▸ YANG DITANYAKAN: Menurut teks bacaan tentang musikalisasi-puisi, di kota mana dan pada tahun berapa istilah musikalisasi-puisi pertama kali dipakai?

▸ TEKS BACAAN:
Transformasi teks drama ke pemanggungan yang sudah ada konvensinya adalah teater. Transformasi dari teks cerpen ke pemanggungan belum banyak dikaji. Transformasi teks puisi ke pemanggungan disebut poetry reading, ada yang gaya deklamasi (pembacaan secara formal dan hafal teks) dan ada poetry singing (melagukan puisi) yang dalam bahasa Indonesia disebut musikalisasi-puisi.

Musikalisasi-sastra adalah istilah yang luas dan mencakup bukan hanya puisi saja, bisa cerpen atau bentuk-bentuk karya lainnya. Istilah ini jarang dipakai. Yang agak dekat menggunakan istilah ini adalah komponis/pianis klasik Ananda Sukarlan yang menggubah karya-karya klasik dengan nama musik-sastra. Musikalisasi-sastra semoga mulai sekarang akan lazim digunakan. Sementara itu, musikalisasi-puisi untuk kali pertama dipakai di Yogyakarta (yang istimewa) pada tahun 1970-an.

Cak Nun sampaikan, “Kita berdiskusi tentang sastra dan musik-puisi ini seperti mahasiswa KKN di depan masyarakat berdiskusi tentang H20, tapi tidak mengatakan kepada masyarakat bahwa H20 itu ada dan dimiliki oleh masyarakat. Para mahasiswa berdiskusi H dan O, tanpa menyuguhkan H20. Mereka terima bongkar, tapi tidak terima pasang. Diskusi dan analisis ekslusif itu hanya mengakibatkan puisi, sastra, musik, lagu, agama, kitab suci, dan lain-lain itu terpisah-pisah dan tidak terkait satu sama lain. Hanya melahirkan istilah-istilah yang fragmentaris. Penguraian H20 itu perlu juga, tapi jangan berhenti pada penguraian, karena kita hidup dalam nuansa air.

“Kita membicarakan musik-puisi ini tetapi jangan sampai kita merasa gimana-gimana apalagi merasa yang paling. Karena siapa yg bisa menilai puisi ini puisi atau bukan. Sedang pengamen di jalanan itu juga puitis. Memang tidak de jure mereka. Tetapi hidup memang adalah dinamika antara de jure dan de fakto. Antara gelap dan terang. Dan kita harus mengerti bahwa puisi adalah hidup itu sendiri.

Catatan penunjukan:
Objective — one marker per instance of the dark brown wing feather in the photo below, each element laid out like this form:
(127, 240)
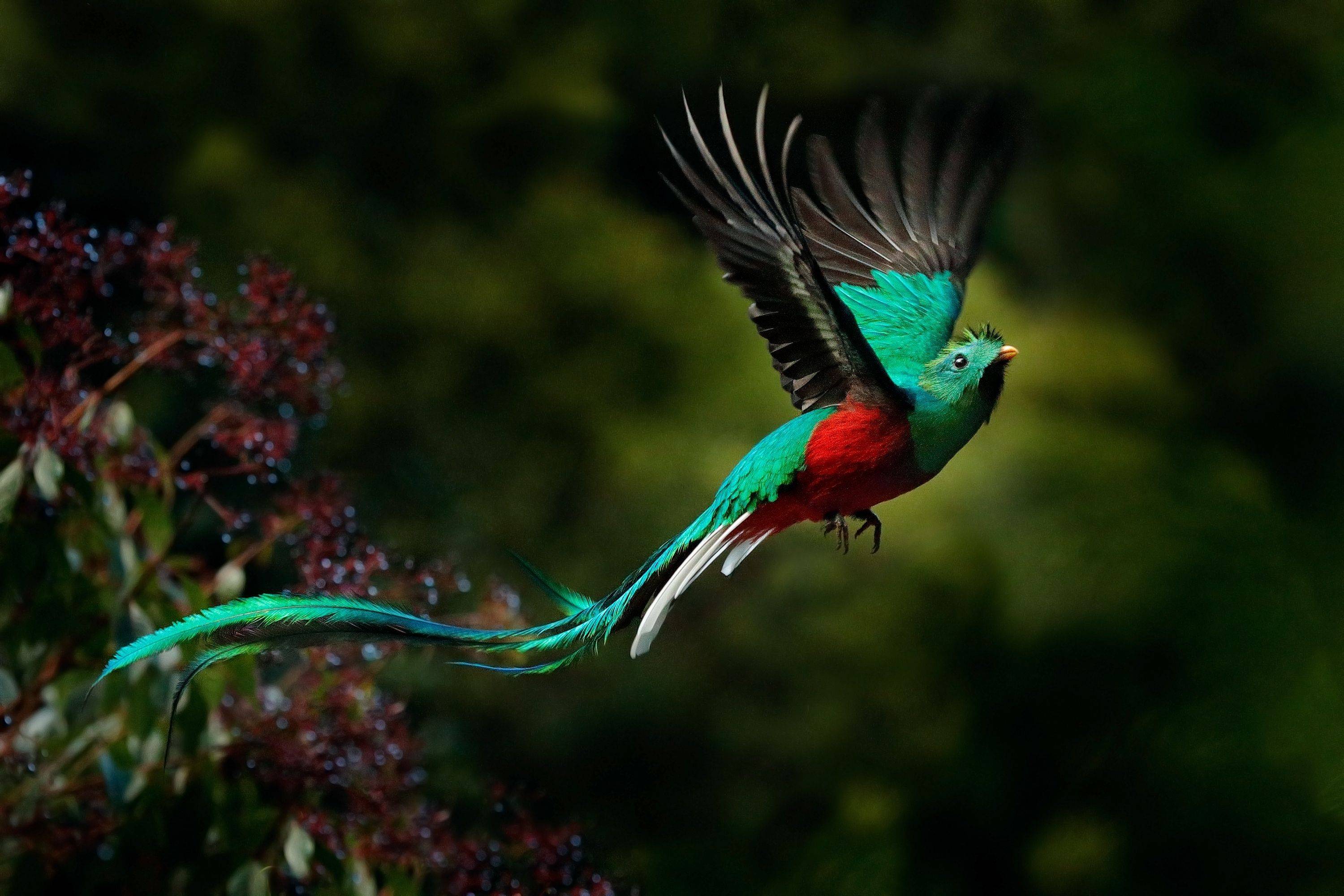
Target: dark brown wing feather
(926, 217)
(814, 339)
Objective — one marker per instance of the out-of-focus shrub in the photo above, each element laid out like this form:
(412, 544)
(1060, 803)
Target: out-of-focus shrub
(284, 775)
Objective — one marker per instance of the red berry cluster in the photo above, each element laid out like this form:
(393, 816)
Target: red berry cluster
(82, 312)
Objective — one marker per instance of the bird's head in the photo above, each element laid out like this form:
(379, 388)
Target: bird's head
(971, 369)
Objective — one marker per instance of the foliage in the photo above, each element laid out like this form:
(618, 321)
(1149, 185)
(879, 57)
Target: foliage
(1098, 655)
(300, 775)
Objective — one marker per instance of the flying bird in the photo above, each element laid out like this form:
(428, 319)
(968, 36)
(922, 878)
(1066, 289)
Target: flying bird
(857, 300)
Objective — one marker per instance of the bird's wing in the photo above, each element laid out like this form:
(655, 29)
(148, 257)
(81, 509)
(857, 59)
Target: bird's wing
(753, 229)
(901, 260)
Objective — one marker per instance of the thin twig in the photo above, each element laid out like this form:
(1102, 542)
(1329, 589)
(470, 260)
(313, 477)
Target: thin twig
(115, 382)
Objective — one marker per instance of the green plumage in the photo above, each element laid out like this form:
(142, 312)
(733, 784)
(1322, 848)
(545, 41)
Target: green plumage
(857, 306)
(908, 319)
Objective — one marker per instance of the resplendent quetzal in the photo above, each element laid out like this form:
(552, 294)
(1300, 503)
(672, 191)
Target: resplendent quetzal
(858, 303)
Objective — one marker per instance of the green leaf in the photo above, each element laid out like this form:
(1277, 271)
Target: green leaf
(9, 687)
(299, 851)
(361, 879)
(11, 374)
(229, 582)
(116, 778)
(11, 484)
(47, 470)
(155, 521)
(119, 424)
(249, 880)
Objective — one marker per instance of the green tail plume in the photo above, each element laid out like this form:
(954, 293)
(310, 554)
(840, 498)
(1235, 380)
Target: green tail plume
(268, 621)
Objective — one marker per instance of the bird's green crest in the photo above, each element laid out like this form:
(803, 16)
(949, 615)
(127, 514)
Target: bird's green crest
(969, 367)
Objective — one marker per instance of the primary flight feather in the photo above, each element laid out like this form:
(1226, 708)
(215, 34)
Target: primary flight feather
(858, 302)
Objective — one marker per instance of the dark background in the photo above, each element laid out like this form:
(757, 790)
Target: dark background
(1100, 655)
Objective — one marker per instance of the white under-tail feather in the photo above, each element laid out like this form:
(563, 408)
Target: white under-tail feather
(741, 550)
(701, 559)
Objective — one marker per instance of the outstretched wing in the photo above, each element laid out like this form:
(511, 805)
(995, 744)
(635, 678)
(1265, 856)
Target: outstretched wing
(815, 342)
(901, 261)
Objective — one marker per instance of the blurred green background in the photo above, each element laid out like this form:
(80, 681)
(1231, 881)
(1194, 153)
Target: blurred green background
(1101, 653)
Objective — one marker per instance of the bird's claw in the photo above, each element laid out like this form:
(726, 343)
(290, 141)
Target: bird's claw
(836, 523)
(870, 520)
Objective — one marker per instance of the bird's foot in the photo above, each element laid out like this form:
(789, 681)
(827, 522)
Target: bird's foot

▸ TUGAS YANG DISELESAIKAN: Di Yogyakarta, pada tahun 1970-an.